■ THE TASK
Your task is to reproduce exactly the lines from the line with "Task: Indicate the common" through the end of the records below.

* * *

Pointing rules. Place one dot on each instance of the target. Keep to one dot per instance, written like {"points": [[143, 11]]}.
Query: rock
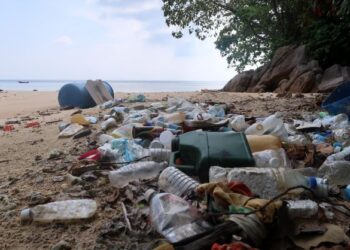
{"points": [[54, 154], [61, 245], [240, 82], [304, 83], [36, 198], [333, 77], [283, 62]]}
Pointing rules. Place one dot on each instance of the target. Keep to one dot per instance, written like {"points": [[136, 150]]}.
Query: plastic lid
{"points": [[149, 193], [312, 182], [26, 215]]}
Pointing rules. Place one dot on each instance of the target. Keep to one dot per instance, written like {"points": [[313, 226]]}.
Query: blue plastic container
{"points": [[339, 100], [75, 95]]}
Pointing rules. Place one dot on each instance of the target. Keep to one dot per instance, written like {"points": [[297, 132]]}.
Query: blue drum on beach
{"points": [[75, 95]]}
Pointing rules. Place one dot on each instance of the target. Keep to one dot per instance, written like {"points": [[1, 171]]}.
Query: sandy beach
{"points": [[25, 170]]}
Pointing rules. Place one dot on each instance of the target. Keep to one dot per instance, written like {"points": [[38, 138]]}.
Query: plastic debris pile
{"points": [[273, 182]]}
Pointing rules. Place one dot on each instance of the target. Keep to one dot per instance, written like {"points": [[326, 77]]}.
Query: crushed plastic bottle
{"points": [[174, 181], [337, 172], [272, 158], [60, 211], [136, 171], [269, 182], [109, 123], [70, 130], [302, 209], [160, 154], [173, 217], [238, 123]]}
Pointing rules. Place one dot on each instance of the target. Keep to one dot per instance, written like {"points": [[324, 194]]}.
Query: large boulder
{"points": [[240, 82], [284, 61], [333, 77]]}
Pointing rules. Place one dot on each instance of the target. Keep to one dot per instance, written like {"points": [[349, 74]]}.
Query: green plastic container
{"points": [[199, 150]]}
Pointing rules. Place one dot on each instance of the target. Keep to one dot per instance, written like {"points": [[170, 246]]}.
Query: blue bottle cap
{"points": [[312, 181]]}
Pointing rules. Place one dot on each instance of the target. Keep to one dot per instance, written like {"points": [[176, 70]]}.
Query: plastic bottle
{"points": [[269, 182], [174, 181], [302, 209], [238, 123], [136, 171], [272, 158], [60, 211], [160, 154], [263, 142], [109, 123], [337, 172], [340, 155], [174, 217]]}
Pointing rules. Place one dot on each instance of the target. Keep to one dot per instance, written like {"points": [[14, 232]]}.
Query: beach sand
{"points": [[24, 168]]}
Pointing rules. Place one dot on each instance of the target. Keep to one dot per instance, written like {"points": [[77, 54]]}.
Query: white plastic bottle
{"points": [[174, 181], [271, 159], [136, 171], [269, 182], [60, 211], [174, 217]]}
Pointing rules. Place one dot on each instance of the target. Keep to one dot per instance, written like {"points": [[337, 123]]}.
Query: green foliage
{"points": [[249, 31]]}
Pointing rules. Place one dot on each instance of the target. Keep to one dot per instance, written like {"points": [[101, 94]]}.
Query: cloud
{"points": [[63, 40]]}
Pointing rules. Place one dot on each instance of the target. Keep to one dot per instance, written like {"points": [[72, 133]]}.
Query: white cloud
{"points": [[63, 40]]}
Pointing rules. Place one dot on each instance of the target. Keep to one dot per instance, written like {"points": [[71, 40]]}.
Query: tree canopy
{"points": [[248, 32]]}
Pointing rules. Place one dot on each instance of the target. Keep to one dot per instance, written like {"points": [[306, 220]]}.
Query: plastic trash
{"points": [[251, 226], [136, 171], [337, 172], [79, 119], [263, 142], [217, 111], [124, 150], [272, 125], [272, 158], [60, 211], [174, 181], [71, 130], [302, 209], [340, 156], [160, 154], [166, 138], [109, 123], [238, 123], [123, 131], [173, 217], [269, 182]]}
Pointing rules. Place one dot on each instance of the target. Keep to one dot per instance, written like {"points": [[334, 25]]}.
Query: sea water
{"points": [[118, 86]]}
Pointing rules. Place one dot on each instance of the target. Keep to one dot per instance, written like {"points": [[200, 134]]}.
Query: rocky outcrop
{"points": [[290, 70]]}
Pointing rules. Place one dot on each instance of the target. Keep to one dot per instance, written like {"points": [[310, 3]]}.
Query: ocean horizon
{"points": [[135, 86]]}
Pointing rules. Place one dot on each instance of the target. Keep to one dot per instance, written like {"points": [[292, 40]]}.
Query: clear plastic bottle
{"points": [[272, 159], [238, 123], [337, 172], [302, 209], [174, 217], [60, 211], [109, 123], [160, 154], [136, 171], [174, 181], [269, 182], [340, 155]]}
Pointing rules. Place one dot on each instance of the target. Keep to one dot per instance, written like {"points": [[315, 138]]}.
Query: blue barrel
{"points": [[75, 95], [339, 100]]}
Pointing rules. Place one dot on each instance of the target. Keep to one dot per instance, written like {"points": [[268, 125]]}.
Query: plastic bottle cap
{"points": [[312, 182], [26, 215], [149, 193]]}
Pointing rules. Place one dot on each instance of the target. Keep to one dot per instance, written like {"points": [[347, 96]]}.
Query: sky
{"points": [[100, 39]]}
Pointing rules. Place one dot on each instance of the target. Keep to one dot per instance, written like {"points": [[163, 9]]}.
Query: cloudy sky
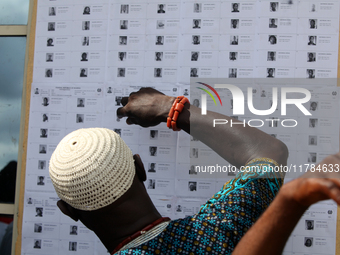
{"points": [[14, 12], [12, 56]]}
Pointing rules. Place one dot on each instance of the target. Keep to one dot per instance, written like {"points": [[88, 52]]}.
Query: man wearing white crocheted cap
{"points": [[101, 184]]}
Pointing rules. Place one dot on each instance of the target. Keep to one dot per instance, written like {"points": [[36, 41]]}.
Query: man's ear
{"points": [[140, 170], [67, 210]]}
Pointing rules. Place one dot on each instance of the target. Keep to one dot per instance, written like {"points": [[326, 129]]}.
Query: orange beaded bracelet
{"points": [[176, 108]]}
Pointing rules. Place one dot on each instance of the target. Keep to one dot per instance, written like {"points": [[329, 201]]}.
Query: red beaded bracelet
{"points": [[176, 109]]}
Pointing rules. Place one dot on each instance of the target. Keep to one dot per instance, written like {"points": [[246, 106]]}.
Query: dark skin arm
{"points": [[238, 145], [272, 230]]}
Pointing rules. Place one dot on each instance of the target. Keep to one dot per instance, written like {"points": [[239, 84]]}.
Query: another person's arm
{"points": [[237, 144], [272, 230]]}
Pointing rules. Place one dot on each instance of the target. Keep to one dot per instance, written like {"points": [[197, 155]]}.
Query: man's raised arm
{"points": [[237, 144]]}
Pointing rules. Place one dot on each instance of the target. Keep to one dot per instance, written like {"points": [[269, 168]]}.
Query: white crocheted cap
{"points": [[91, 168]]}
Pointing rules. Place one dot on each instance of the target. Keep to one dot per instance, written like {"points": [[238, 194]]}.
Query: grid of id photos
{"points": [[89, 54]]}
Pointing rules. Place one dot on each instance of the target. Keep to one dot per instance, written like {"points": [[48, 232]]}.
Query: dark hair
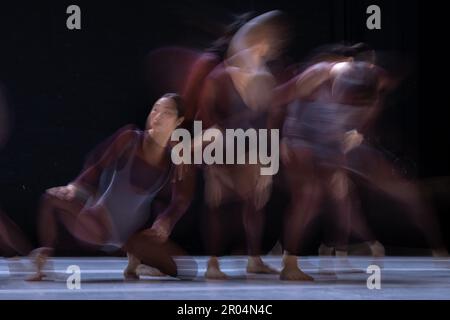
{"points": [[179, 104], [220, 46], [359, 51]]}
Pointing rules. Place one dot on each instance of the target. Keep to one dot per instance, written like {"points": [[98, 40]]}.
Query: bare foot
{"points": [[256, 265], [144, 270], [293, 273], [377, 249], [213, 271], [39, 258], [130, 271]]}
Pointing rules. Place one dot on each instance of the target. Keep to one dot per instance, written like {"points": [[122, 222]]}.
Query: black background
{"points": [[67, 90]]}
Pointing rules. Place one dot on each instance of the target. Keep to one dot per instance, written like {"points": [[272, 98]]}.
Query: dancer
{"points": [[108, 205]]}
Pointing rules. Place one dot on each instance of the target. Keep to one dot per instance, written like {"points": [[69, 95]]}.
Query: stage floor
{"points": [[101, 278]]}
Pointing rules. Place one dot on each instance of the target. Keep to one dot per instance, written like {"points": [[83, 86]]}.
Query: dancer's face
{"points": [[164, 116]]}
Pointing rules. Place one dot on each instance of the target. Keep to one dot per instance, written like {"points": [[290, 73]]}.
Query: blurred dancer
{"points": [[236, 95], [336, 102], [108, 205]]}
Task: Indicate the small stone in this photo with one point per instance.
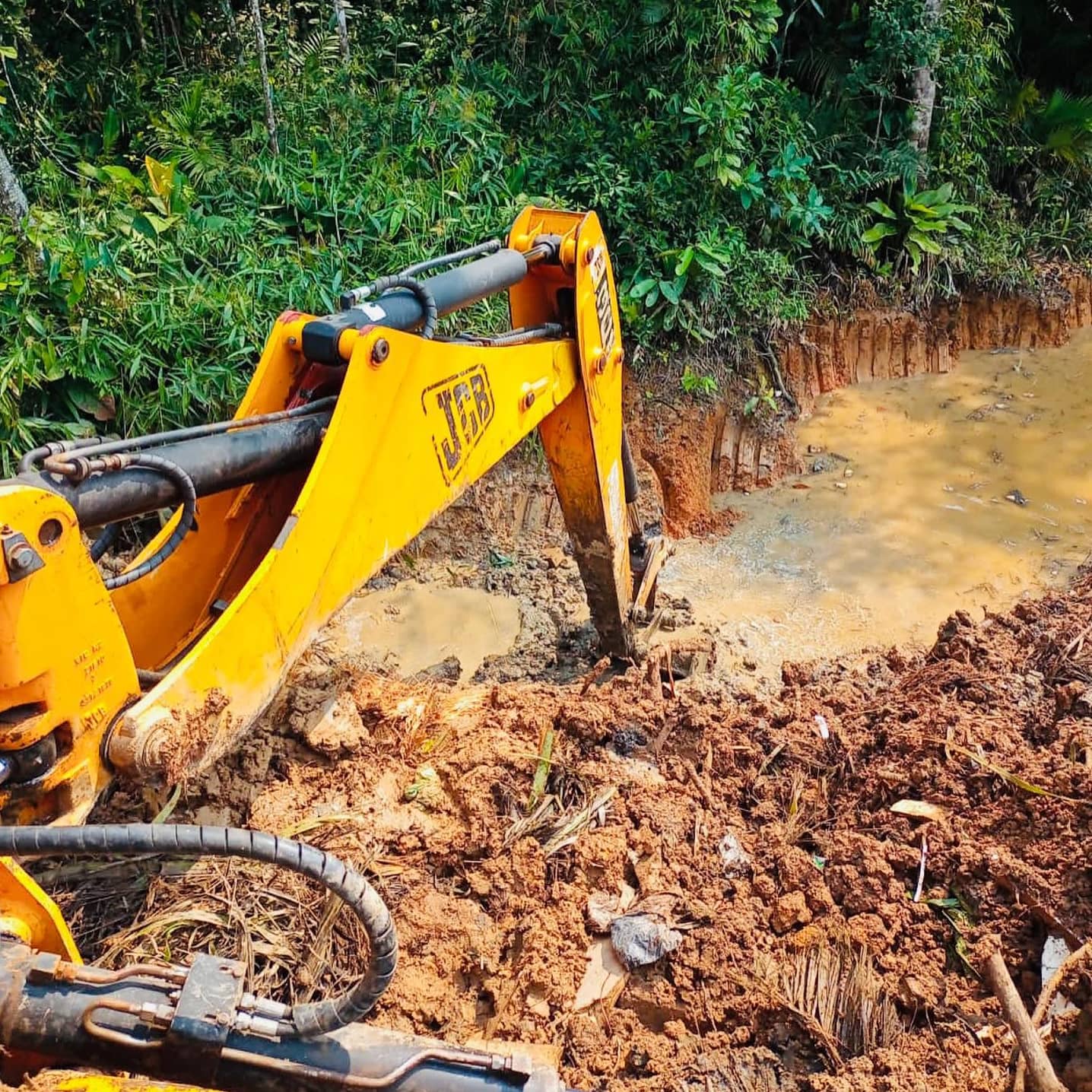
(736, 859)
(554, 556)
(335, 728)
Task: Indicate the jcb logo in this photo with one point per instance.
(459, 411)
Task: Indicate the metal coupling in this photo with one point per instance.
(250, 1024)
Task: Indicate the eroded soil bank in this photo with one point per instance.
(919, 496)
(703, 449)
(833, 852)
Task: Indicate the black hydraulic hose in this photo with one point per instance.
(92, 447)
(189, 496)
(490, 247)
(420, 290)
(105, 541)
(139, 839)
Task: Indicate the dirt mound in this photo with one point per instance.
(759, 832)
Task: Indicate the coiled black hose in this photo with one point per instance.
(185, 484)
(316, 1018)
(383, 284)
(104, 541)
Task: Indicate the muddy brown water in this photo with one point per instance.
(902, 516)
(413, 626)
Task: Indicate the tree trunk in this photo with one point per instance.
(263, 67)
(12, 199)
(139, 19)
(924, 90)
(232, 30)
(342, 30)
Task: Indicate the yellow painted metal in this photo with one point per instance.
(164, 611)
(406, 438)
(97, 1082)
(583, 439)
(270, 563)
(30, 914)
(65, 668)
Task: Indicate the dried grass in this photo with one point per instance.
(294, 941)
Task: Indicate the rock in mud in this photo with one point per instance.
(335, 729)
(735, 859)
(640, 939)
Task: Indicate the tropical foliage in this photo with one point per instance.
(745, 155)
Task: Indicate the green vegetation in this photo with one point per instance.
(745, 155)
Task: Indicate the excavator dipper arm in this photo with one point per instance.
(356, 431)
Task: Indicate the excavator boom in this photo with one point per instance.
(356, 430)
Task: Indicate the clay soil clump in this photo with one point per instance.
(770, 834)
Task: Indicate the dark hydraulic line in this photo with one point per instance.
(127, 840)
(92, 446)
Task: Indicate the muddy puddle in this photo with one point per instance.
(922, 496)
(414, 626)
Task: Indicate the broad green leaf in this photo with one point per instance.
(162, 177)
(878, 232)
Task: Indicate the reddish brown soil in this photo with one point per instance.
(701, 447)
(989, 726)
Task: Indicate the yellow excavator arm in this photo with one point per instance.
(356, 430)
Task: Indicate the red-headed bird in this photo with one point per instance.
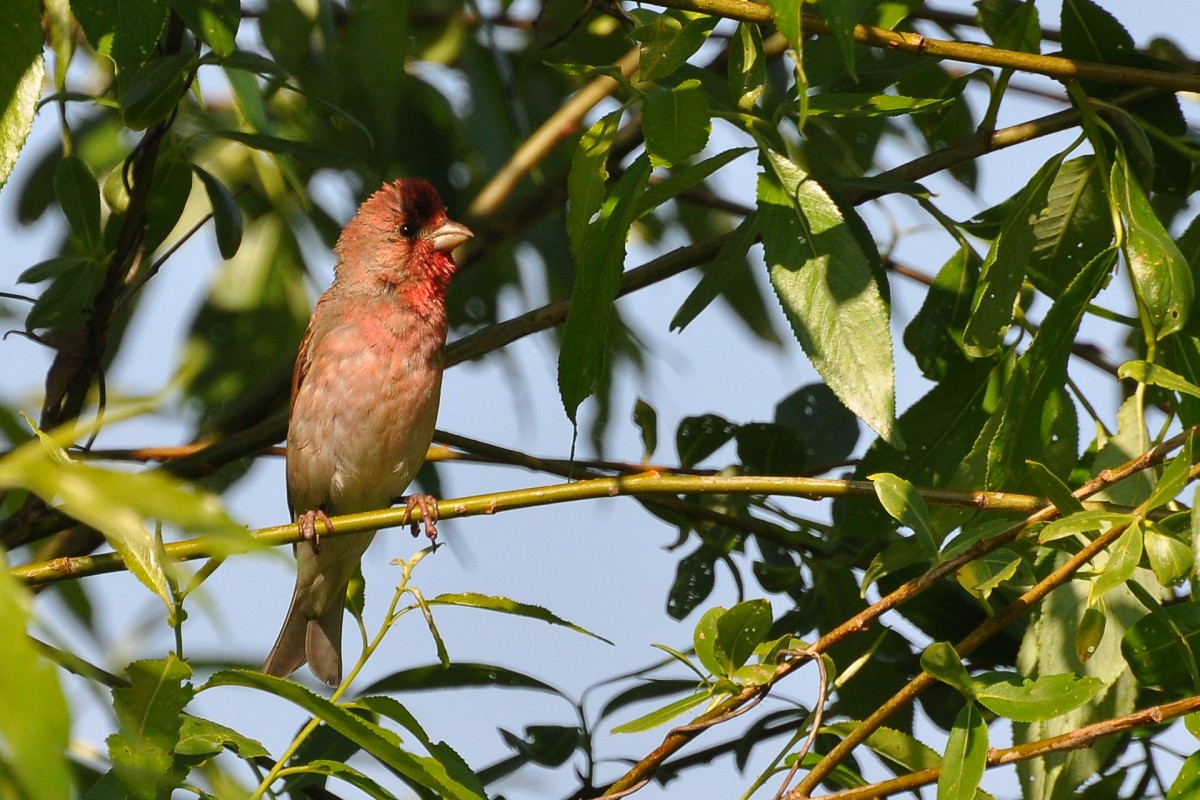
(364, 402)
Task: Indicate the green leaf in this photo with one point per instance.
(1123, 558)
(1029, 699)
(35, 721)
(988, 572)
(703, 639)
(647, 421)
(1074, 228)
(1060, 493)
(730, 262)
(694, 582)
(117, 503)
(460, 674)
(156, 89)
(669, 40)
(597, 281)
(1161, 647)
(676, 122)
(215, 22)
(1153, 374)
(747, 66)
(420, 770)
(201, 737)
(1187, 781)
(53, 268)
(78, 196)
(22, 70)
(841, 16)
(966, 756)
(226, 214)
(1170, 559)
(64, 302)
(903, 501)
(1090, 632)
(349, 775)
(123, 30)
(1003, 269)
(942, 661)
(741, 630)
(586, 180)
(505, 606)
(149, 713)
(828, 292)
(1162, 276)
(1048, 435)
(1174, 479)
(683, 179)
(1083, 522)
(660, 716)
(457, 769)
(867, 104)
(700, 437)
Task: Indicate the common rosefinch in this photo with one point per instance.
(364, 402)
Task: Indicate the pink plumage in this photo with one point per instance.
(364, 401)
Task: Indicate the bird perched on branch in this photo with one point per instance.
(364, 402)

* * *

■ ANSWER AREA
Task: Indicate the common rosefinch in this photo with one point per instance.
(364, 402)
Task: Indicate the pink plumage in this photo with one point per instance.
(364, 401)
Task: Indicate the bird perched on branch in this photo with one point per instance.
(364, 402)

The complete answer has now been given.